- [Provided passage]:

# # # # # # #

Fishing vessels offshore in a heavy sea, Ludolf Bakhuizen (1630–1708), Amsterdam 1684; Minneapolis Institute of Arts

Fr Neil’s homily for the Third Sunday after Trinity, 20 June 2021

If anyone is in Christ, he is a new creation; the old has passed away, behold the new has come.

Our first reading¹ sees God addressing Job. Job has been understandably consumed with his suffering and has vociferously made known to God his complaint about his undeserved trials. God is silent until the closing chapters of the book of Job where the false comforters are punished and God set Job’s suffering into the context of the whole created order.

Like Job we sometimes understandably shake our fist at God for the tribulations we bear. However, like Job we also have to come to terms with the fact that some forms of suffering are neither sent by God nor a direct consequence of our own actions but a part of being finite creatures in a fallen world, where sin and death have been woven into its very fabric.

God asks Job, “Who was there at the beginning of all things and set the boundaries of all creation? Who will be there at the end of all things?” We are faced with these same questions in the light of suffering and evil. If the answer is nothing but fate alone, then existence is a cruel trick and our only option is despair and nihilism.

The great answer for Job is that God was and is there. Alpha and Omega, he has his hand on all things from beginning to end. We will never be able to fully understand the mystery of creation, suffering, death, sin and salvation history but we can be assured that life is not meaningless. God is with us, especially in the midst of the storm. Hence Christ’s words in response to the disciples’ accusation, “Teacher, do you not care if we perish?”² He admonishes the disciples, “Why are you afraid? Have you no faith?” Christ is simply yet profoundly saying, I am with you, therefore ultimately you have nothing to fear.

# # # # # # #

- [Items]:
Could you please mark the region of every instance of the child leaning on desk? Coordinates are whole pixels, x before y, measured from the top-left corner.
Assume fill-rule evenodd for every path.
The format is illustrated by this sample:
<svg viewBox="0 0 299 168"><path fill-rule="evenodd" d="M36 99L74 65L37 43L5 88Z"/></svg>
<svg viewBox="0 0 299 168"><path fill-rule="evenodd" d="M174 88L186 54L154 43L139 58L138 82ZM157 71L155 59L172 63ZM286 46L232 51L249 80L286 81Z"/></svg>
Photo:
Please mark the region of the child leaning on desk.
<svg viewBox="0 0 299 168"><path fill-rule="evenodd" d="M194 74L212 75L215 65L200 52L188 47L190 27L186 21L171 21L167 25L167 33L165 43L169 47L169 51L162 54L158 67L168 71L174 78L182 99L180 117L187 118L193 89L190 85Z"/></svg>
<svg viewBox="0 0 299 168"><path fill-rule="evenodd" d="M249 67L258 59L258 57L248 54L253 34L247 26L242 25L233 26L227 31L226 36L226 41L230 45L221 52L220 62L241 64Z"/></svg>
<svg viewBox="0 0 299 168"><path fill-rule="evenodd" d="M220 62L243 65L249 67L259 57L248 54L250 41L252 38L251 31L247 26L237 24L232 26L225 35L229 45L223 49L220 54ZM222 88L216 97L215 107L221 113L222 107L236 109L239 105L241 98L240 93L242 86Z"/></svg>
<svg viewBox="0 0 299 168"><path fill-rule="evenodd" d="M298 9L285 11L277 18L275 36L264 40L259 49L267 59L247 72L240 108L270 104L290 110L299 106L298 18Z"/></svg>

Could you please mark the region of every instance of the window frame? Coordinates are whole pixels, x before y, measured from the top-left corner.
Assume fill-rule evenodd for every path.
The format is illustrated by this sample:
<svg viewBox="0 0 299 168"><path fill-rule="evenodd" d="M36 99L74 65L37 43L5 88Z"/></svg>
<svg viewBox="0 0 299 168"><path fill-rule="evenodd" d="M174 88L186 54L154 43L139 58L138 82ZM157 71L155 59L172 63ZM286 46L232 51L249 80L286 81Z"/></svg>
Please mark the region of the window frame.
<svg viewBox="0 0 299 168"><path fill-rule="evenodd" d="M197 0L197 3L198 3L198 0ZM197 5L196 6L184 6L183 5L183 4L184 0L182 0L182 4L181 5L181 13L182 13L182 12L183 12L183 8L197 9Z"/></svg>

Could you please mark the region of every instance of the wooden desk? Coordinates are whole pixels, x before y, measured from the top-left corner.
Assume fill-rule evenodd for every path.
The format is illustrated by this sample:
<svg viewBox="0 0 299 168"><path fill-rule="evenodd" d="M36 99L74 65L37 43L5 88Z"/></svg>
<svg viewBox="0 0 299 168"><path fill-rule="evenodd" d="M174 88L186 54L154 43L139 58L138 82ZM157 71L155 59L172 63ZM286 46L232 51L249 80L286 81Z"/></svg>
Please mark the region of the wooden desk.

# # # # # # #

- [What is being asked]: Reproduce the homily word for word, from "Our first reading¹" down to "whole created order.". Work only from the homily itself.

- [Solution]:
Our first reading¹ sees God addressing Job. Job has been understandably consumed with his suffering and has vociferously made known to God his complaint about his undeserved trials. God is silent until the closing chapters of the book of Job where the false comforters are punished and God set Job’s suffering into the context of the whole created order.